Source document:
* begin *

In the automotive industry, sealing systems are critical components that ensure vehicle safety, comfort, and durability. Among these, door seals play a vital role in preventing water, dust, noise, and air infiltration, thereby enhancing passenger comfort and protecting internal vehicle systems. The manufacturing of high-quality door seals demands materials and processes that deliver precise dimensions, excellent sealing performance, and long-term durability. Compression molding is a proven and time-tested process for manufacturing rubber parts. In this process, a pre-measured rubber blank is placed directly into a heated mold cavity, pressed into shape under mechanical pressure, and then cured by targeted temperature control to complete the vulcanization process. For automotive weatherstripping manufacturing, compression molding is rarely used in isolation; It is strategically integrated with extrusion to create complex corner joints, pushpin attachments and hybrid features that complete a functional seal assembly.

* end *

Excerpts from point annotation data:

* begin *

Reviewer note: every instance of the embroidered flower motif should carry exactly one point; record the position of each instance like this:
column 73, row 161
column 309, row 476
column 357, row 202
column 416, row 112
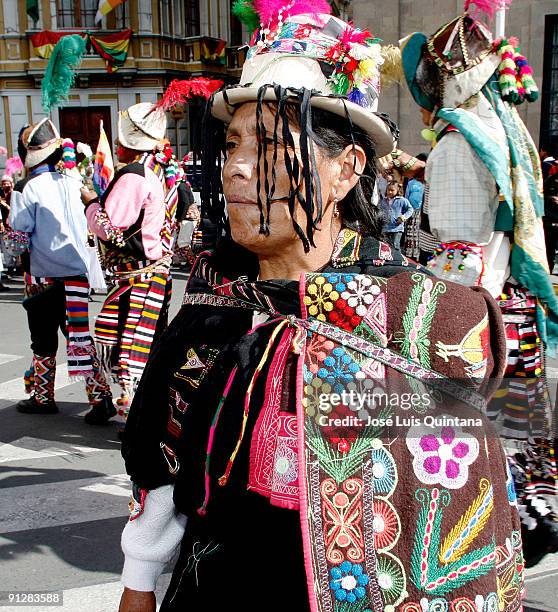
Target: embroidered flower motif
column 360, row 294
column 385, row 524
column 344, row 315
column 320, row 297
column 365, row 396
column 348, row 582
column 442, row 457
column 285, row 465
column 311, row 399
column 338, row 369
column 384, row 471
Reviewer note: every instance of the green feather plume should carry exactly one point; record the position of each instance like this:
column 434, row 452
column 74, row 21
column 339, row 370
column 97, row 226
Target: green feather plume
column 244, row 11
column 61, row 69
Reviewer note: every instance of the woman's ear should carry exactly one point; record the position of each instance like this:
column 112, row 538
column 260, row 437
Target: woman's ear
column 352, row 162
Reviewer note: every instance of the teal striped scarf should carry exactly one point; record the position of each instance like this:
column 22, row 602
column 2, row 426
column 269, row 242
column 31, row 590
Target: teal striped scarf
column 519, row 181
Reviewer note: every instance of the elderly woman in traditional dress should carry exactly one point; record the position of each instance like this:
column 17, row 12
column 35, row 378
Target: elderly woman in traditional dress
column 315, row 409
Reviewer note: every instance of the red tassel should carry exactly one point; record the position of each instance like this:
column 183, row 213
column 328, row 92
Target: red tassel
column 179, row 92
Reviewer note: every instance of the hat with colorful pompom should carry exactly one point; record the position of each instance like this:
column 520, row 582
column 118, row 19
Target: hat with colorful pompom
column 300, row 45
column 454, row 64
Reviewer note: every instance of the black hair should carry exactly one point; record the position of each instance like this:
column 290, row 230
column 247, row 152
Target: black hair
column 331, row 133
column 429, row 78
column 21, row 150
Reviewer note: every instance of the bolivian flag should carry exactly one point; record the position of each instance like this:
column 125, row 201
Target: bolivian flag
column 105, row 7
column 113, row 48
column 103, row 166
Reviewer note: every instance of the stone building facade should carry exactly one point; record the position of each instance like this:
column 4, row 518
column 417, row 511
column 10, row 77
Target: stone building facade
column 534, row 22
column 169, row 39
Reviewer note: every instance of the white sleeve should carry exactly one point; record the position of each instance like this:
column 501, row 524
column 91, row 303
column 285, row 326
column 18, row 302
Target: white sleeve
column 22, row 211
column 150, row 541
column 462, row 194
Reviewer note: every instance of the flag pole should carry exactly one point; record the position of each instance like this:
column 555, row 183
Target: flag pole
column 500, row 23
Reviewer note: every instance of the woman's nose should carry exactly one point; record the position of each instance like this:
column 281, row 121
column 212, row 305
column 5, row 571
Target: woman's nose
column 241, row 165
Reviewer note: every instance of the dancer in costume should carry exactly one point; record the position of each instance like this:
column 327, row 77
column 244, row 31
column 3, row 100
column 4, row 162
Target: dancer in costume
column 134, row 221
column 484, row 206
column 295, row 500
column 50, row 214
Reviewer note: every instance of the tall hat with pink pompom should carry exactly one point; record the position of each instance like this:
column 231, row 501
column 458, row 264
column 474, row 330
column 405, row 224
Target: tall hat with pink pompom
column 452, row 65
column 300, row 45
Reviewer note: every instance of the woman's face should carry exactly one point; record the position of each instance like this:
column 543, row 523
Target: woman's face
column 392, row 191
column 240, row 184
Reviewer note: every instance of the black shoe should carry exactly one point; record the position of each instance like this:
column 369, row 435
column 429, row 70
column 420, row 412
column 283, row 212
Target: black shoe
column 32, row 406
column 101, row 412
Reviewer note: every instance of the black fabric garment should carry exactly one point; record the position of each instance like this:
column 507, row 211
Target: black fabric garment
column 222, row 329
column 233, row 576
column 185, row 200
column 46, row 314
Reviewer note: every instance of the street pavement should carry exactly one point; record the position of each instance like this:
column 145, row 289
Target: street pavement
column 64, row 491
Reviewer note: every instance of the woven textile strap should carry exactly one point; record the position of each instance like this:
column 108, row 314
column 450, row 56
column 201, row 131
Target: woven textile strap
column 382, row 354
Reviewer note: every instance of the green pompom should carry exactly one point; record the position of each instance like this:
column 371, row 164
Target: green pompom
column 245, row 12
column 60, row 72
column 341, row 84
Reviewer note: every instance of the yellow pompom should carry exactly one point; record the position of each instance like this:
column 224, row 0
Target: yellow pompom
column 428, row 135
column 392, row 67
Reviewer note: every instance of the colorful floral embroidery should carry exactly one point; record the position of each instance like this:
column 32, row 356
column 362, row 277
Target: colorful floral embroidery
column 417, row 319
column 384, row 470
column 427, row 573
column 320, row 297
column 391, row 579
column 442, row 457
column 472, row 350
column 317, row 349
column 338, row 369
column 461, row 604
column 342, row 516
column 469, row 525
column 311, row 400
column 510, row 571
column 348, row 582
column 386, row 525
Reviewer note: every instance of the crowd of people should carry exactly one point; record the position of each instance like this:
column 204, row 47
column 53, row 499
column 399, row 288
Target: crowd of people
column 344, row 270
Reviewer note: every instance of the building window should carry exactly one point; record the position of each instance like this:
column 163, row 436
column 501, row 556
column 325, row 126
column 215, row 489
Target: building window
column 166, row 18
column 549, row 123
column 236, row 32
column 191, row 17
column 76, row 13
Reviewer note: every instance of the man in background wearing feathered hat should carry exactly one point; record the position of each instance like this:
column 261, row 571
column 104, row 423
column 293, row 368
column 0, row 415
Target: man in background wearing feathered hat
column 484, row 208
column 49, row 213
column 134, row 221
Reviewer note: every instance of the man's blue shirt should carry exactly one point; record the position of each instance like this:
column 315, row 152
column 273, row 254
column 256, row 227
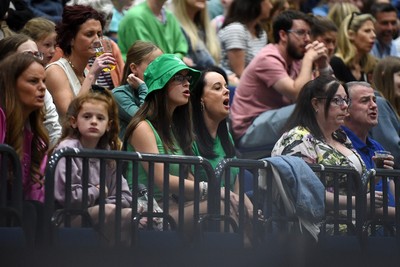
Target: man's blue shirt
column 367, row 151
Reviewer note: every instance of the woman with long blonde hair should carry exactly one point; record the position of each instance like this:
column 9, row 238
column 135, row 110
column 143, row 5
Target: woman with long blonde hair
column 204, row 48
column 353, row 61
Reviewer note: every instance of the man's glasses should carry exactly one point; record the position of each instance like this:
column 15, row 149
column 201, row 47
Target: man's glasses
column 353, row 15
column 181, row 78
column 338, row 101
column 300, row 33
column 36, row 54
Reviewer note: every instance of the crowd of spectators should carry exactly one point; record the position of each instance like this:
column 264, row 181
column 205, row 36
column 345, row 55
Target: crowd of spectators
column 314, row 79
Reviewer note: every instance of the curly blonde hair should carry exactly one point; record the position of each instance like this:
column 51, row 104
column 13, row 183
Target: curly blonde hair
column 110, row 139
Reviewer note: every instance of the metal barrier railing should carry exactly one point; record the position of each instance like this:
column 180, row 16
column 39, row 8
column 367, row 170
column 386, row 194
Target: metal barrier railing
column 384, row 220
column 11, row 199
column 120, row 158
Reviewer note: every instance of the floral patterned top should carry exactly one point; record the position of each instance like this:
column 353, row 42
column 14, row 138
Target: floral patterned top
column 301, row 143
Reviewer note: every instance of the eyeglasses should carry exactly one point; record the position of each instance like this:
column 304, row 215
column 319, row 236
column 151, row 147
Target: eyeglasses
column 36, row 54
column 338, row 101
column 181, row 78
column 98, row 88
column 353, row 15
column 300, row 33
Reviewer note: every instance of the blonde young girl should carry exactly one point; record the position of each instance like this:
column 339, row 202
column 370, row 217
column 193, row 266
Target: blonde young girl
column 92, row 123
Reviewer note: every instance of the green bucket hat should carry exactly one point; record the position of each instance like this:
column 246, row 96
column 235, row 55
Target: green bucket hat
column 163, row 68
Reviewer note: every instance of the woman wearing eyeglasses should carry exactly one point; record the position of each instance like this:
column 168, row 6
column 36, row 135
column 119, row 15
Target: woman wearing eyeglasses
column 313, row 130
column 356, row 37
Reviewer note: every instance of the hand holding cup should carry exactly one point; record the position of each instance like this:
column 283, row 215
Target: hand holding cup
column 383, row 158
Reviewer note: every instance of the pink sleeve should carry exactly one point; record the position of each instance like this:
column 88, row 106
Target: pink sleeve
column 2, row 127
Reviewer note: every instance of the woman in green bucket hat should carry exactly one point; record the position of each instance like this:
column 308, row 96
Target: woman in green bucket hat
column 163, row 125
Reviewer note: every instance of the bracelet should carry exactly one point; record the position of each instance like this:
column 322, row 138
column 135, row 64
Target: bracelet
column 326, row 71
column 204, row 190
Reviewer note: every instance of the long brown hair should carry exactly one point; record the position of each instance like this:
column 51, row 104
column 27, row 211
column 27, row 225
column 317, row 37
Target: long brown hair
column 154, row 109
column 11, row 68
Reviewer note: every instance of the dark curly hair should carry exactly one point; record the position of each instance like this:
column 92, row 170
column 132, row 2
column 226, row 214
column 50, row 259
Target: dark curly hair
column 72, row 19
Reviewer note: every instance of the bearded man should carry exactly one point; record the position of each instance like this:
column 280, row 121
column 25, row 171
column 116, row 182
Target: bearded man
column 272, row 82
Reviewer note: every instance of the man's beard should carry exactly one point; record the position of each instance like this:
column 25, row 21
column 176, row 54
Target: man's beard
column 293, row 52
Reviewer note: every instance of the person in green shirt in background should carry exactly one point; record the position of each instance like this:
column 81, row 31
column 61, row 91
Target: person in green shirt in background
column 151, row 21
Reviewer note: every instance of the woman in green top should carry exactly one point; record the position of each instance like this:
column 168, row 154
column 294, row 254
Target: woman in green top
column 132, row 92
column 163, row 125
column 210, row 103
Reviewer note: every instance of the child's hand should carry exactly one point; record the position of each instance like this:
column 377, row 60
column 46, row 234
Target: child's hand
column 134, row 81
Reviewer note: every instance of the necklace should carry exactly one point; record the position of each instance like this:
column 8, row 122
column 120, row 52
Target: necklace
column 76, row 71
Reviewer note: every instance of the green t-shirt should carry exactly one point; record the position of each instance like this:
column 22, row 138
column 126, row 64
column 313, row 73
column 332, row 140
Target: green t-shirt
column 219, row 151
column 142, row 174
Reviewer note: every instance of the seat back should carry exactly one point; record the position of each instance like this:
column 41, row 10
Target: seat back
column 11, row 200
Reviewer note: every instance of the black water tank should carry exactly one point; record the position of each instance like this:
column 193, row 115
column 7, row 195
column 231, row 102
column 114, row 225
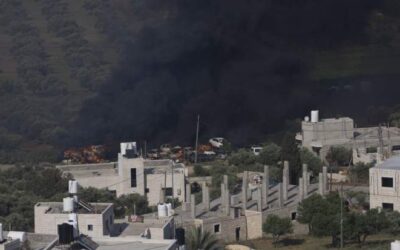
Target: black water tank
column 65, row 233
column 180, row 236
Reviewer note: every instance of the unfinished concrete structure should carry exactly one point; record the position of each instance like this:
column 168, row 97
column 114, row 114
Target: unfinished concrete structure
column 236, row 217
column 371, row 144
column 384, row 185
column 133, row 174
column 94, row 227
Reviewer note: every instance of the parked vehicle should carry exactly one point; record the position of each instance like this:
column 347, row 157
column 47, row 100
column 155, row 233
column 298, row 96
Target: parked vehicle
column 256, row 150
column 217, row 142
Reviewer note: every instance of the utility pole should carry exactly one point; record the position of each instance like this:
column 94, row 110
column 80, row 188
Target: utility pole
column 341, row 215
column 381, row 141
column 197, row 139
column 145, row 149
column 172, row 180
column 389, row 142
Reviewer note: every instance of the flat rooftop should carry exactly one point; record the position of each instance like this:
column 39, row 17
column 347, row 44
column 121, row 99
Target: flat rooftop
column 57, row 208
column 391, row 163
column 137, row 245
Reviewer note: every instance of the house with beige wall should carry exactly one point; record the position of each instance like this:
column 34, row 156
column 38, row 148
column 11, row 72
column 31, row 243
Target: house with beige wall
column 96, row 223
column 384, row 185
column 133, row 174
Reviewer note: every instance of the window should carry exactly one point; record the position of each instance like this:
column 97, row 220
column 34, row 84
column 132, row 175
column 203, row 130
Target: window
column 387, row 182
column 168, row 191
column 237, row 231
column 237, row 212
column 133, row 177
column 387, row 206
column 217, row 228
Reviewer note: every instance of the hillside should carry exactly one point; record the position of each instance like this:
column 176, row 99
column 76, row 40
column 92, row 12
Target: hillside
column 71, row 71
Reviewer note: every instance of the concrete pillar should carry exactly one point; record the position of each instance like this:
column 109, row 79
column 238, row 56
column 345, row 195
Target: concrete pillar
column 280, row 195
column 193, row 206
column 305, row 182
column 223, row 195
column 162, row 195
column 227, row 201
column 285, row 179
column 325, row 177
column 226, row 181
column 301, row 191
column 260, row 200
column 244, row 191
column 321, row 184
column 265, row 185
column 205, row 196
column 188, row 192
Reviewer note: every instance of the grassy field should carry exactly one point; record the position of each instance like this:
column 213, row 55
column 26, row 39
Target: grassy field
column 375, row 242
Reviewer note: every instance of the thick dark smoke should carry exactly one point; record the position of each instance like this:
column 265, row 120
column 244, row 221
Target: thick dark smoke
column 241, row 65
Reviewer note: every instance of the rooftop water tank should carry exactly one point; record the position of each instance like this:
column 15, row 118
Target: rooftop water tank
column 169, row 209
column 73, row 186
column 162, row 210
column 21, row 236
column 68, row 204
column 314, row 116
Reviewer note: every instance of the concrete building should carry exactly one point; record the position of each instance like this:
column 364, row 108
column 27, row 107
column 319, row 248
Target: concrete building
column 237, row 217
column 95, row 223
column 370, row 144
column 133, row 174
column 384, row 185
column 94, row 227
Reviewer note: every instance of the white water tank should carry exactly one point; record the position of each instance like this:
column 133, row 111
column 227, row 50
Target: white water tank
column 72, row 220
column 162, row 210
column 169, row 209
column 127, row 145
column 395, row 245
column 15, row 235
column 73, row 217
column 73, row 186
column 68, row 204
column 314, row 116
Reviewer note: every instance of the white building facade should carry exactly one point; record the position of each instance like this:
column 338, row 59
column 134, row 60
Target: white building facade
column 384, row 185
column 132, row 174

* end *

Required actions:
1. Answer these questions about the passage on automotive door seals:
(a) Which four things do door seals prevent from infiltrating?
(b) Where is the pre-measured rubber blank placed in compression molding?
(c) Which process is compression molding strategically integrated with in weatherstripping manufacturing?
2. Rename "eyeglasses" to "spectacles" in the rows from the line with "Reviewer note: every instance of the eyeglasses" up to and including the line with "column 98, row 88". Leave everything else unchanged and return only those lines.
The text and the rows have no connection to each other.

Solutions in order:
1.
(a) Water, dust, noise, and air.
(b) Directly into a heated mold cavity.
(c) Extrusion.

2.
Reviewer note: every instance of the spectacles should carry exactly one point; record the position of each instance like this:
column 304, row 215
column 319, row 236
column 151, row 147
Target: spectacles
column 36, row 54
column 338, row 101
column 181, row 78
column 98, row 88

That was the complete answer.